### Exercise task
Quote the data word for word, from the line containing "target: **man with gray hair**" down to the last line of the data.

### Dataset
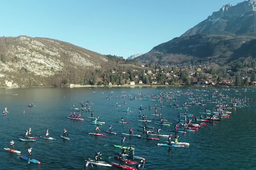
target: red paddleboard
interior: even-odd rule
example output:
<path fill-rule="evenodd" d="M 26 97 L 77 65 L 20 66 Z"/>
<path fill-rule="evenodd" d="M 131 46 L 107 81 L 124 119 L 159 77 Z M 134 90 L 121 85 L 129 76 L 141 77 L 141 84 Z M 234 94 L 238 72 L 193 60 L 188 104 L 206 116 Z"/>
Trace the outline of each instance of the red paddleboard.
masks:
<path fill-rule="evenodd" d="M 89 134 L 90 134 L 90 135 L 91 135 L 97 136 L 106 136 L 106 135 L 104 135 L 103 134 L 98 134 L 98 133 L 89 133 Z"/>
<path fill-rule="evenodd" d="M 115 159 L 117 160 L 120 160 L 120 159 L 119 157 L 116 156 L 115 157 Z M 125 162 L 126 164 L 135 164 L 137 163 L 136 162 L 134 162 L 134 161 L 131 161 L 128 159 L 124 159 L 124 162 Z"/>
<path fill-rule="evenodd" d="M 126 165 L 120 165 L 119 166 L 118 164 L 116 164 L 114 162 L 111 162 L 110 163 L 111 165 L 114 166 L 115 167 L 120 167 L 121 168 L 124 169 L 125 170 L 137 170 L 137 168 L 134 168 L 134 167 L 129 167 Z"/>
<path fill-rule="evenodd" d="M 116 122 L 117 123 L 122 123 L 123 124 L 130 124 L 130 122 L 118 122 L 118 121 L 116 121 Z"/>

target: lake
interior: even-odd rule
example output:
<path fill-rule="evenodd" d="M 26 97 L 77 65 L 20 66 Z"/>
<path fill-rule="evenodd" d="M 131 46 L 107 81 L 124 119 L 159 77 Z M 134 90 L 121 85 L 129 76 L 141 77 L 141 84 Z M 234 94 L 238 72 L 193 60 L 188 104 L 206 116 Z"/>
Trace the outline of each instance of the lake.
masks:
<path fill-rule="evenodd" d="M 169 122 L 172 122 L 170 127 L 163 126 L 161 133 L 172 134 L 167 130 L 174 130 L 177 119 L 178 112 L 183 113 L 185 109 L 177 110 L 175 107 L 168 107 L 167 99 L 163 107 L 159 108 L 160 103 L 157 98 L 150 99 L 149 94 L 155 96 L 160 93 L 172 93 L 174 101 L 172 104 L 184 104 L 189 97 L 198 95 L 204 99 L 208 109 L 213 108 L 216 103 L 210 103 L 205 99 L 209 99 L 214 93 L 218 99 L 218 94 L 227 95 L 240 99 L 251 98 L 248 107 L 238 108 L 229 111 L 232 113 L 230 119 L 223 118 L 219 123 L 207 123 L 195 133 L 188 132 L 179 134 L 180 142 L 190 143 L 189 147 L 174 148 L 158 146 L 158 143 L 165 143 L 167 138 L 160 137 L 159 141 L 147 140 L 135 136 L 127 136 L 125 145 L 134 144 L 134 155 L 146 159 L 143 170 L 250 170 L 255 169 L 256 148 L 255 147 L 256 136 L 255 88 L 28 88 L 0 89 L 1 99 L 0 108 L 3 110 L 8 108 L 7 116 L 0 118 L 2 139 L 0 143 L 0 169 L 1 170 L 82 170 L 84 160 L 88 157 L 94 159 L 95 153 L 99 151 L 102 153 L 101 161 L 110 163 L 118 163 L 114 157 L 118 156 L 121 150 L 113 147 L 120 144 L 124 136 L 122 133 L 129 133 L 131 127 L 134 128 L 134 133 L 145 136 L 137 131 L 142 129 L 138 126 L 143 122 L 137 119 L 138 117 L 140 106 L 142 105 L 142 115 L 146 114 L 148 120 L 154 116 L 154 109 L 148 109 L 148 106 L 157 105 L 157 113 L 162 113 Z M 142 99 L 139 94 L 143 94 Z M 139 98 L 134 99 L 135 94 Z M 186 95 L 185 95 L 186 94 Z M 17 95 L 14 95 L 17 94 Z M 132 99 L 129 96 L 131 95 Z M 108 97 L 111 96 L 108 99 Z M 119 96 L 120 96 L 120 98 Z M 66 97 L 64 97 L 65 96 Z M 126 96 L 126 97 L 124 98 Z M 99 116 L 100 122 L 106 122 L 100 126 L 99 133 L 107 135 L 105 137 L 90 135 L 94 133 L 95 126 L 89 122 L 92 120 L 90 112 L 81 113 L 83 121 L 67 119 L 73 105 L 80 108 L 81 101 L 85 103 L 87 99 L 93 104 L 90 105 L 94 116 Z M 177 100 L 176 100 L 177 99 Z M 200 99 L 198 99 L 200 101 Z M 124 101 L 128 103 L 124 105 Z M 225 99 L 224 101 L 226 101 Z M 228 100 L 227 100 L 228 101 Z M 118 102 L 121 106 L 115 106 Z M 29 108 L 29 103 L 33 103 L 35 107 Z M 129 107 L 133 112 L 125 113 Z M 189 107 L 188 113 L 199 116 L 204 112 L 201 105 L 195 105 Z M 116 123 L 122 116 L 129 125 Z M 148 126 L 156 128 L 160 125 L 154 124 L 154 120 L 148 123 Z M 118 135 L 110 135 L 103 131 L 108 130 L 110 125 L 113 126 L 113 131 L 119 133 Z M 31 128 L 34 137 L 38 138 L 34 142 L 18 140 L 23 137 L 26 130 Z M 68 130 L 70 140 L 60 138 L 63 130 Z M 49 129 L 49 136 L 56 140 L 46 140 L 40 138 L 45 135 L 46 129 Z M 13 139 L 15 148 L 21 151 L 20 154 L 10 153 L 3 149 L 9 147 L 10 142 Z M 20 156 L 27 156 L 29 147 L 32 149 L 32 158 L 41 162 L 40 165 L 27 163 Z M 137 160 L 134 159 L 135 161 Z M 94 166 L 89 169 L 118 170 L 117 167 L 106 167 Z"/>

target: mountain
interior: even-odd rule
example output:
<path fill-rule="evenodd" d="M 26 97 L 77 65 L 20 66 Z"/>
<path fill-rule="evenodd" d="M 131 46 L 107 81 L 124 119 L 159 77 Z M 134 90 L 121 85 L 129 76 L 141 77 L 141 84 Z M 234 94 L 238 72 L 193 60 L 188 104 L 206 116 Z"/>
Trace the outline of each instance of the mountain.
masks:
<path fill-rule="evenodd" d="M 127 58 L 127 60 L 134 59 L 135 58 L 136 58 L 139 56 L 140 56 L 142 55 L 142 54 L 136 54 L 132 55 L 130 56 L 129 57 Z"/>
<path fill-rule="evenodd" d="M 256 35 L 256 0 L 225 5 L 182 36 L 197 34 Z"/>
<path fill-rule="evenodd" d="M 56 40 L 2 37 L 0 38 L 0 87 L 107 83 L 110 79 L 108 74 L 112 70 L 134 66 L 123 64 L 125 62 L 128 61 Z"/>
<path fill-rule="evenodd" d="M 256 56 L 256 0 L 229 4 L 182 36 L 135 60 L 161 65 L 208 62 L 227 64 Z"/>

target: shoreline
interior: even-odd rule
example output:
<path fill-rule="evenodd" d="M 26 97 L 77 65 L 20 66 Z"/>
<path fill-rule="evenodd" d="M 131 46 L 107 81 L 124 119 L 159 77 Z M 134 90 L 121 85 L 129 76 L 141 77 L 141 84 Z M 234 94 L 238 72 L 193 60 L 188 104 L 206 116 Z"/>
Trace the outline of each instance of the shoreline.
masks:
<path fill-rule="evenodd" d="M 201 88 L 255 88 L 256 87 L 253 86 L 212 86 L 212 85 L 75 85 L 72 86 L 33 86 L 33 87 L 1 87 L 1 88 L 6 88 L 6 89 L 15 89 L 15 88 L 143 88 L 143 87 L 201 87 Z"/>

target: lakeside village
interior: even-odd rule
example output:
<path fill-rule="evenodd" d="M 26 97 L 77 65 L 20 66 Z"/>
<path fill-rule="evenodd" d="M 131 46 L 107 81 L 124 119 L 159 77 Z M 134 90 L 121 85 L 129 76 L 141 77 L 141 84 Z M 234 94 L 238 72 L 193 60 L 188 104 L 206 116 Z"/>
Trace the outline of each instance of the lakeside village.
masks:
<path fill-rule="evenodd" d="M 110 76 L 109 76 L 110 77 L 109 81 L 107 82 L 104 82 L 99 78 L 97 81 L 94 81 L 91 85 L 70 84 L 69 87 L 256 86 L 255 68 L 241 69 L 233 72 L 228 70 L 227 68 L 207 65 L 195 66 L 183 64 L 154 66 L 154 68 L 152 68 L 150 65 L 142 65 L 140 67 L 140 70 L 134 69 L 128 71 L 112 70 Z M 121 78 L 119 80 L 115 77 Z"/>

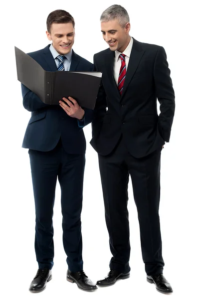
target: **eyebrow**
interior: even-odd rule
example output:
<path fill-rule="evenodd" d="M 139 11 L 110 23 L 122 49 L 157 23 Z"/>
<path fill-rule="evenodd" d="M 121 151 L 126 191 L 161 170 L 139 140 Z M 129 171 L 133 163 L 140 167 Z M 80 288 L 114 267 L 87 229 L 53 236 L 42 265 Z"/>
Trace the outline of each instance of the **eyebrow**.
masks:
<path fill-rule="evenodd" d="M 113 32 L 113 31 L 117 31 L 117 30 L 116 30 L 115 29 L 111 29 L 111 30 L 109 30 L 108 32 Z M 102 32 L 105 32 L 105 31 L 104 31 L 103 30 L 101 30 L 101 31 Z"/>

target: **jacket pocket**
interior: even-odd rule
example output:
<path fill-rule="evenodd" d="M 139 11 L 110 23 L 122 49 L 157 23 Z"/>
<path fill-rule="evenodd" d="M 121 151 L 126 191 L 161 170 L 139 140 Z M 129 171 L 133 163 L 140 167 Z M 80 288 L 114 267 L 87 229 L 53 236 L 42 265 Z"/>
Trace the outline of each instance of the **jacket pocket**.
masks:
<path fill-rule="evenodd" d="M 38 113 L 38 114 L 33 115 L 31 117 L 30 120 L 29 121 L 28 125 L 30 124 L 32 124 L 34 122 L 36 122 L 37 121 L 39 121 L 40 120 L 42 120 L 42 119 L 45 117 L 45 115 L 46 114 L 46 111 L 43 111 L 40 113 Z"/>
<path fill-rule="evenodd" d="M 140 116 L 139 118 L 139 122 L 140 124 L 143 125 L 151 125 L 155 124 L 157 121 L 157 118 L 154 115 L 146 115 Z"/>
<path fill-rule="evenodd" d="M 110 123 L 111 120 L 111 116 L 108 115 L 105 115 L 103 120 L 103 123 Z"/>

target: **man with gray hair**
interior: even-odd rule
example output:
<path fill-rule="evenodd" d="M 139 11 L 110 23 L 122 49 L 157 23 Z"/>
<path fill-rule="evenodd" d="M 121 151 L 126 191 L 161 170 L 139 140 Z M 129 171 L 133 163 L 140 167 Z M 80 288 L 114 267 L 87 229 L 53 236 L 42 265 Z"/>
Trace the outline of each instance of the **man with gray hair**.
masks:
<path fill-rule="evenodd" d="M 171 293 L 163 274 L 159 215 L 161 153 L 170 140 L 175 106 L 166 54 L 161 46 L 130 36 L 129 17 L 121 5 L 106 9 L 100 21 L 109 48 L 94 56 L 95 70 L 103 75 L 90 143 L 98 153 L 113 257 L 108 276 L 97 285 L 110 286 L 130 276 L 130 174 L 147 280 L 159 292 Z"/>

### Correct answer
target: **man with gray hair**
interior: even-odd rule
example output:
<path fill-rule="evenodd" d="M 139 11 L 110 23 L 122 49 L 157 23 Z"/>
<path fill-rule="evenodd" d="M 121 151 L 126 191 L 161 170 L 139 140 Z M 129 171 L 133 163 L 140 167 Z M 80 288 L 114 267 L 87 229 L 53 236 L 42 265 Z"/>
Trace the outline of each instance of the **man with gray hair**.
masks:
<path fill-rule="evenodd" d="M 171 293 L 163 274 L 159 215 L 161 153 L 170 140 L 175 106 L 166 54 L 161 46 L 130 36 L 129 17 L 121 5 L 106 9 L 100 21 L 109 48 L 94 56 L 95 70 L 103 75 L 90 143 L 98 153 L 113 257 L 108 276 L 97 285 L 110 286 L 130 276 L 130 174 L 147 280 L 159 292 Z"/>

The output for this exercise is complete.